PROBLEM TO WORK ON: Quote, word for word, every line starting at the line that contains "the woman in" and ending with the last line of the records; include both of these lines and no others.

### INFORMATION PROVIDED ###

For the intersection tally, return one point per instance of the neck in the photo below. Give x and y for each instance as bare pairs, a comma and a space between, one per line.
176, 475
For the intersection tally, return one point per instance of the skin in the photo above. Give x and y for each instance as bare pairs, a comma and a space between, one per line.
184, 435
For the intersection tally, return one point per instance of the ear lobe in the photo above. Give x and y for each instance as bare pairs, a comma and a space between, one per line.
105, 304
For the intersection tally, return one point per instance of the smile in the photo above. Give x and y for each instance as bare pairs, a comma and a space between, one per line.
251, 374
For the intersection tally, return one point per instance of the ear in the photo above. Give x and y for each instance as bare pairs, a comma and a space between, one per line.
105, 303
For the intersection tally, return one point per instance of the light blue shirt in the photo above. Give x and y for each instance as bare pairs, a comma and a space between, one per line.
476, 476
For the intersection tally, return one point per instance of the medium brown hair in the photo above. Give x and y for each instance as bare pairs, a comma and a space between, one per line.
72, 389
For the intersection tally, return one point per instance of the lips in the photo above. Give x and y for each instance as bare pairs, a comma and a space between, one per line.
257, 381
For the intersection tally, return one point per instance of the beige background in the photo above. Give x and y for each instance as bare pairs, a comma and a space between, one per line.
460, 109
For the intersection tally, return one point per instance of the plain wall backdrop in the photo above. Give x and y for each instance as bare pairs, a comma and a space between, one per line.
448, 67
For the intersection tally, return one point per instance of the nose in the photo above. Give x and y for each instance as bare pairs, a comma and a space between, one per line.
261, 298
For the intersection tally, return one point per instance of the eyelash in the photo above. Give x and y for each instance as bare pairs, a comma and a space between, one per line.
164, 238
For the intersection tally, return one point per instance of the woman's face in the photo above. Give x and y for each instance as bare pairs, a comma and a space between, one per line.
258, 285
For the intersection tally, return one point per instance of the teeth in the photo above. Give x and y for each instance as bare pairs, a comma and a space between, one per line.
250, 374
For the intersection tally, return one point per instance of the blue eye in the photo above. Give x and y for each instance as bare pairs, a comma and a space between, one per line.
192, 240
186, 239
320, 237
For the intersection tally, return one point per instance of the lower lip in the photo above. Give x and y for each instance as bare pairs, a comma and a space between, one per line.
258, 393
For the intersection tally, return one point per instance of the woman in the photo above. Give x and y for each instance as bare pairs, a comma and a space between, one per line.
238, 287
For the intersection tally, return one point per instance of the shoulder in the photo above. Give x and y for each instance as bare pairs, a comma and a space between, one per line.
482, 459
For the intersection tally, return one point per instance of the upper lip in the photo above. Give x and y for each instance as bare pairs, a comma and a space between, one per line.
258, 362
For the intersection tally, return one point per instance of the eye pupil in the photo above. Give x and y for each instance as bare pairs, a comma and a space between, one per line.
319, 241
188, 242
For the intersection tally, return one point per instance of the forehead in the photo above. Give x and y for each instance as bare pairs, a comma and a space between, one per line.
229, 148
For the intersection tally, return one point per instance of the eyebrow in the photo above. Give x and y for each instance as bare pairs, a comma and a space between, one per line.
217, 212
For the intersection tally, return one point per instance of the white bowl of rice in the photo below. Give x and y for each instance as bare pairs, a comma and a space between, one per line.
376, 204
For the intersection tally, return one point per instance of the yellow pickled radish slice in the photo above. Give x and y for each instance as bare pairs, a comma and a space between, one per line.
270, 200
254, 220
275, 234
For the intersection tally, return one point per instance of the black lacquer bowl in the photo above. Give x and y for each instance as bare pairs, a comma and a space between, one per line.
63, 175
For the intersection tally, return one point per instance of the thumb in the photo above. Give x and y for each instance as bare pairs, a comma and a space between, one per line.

###

RESPONSE FOR THIS EXERCISE:
For the intersection tally, return one point per instance of the woman in the photo above. Give x and y for each instance as bare pairs, a comma and a space between, one per line.
238, 287
For the intersection tally, return one point per instance of the shoulder in the photo above. Give x and y for each instance as bare pairs, a comma and a space between, one per line.
482, 459
For the intersection tally, return one point per instance of the upper lip in the photo above. Give x and y for each instance as bare pairs, a comma and a space between, one per line.
258, 362
For the intersection tally, return one point per instance of the eye pupil in the photo above. Give x and y for each instance as bare pairs, a comma and a space between, one per line.
319, 241
188, 242
For the intersection tally, return one point per instance of the forehead in the photo above. Give x and y for each instance as bare pairs, a comma and a space between, one per line.
229, 148
For the intersection tally, return one point per instance of the eyebrow in the photo above. Give x and y for each instance as bare pairs, a comma and a space between, one per line.
217, 212
For the intersection tally, return one point per instance of the white bowl of rice in the photo below. Give x and y for each instance as bare pairs, a comma and a space between, one per line.
376, 204
For the intersection tally, return one point per instance of the yellow pickled radish slice in the photo above. Give x and y for each instance as bare pairs, a comma and a space between, one per line.
270, 200
254, 220
275, 234
For the intersection tally, return one point per instance of the black lacquer bowl in the photo above. Give x and y for each instance as bare pairs, a comma and a space between, one per line.
63, 175
For the intersection tally, return one point per instance of the thumb in the photo above. Give x and y for each instance as bare pairs, a comma and a space between, one per line.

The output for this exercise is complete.